**Tugas Pengerjaan**
Tulis kembali seluruh teks tentang pemberantasan korupsi tanpa mengubah satu karakter pun.

### Teks Halaman

Semua itu lalu harus dimulai dengan azam yang kuat, dengan tekad dan
iktikad yang bulat dan menyatakan perang sampai ke akar- akarnya. Niat
dan azam yang kuat ini tentu harus dibarengi perbuatan nyata yang
konkret dan terprogram. Pendekatannya pun harus bersifat multifaset,
multilevel, dan terpadu secara berkesinambungan.
Sedikitnya ada empat pendekatan multilevel yang secara serempak dan
terpadu harus dilakukan: pendekatan struktural- sistemik, pendekatan
kultural, pendekatan keagamaan, dan pendekatan suri teladan dari para
pemimpin.
Dengan pendekatan struktural-sistemik berarti semua
perangkat hukum dan pelembagaan dalam rangka pemberantasan korupsi
harus disiapkan. Undang-undang yang dikeluarkan harus bersanksi berat.
Adapun yang dikejar dengan cara capital punishment ini: pelajaran bagi
khalayak ramai agar tidak mencoba-coba melakukannya.

######
### Bagian Data

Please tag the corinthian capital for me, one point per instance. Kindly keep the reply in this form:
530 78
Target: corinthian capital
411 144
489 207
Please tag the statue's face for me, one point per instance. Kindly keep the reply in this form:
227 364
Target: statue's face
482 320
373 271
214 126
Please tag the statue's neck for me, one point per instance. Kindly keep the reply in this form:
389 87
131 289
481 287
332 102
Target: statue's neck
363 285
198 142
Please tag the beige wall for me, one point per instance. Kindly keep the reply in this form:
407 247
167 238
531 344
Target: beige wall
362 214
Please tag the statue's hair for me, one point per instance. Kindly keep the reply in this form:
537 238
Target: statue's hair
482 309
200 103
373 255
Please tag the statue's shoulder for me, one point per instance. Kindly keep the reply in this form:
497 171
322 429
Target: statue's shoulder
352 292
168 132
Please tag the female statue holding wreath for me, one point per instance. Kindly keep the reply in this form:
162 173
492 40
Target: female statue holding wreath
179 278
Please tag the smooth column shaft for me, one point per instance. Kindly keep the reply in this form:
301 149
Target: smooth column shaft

######

**Bagian Jawaban**
Semua itu lalu harus dimulai dengan azam yang kuat, dengan tekad dan
iktikad yang bulat dan menyatakan perang sampai ke akar- akarnya. Niat
dan azam yang kuat ini tentu harus dibarengi perbuatan nyata yang
konkret dan terprogram. Pendekatannya pun harus bersifat multifaset,
multilevel, dan terpadu secara berkesinambungan.
Sedikitnya ada empat pendekatan multilevel yang secara serempak dan
terpadu harus dilakukan: pendekatan struktural- sistemik, pendekatan
kultural, pendekatan keagamaan, dan pendekatan suri teladan dari para
pemimpin.
Dengan pendekatan struktural-sistemik berarti semua
perangkat hukum dan pelembagaan dalam rangka pemberantasan korupsi
harus disiapkan. Undang-undang yang dikeluarkan harus bersanksi berat.
Adapun yang dikejar dengan cara capital punishment ini: pelajaran bagi
khalayak ramai agar tidak mencoba-coba melakukannya.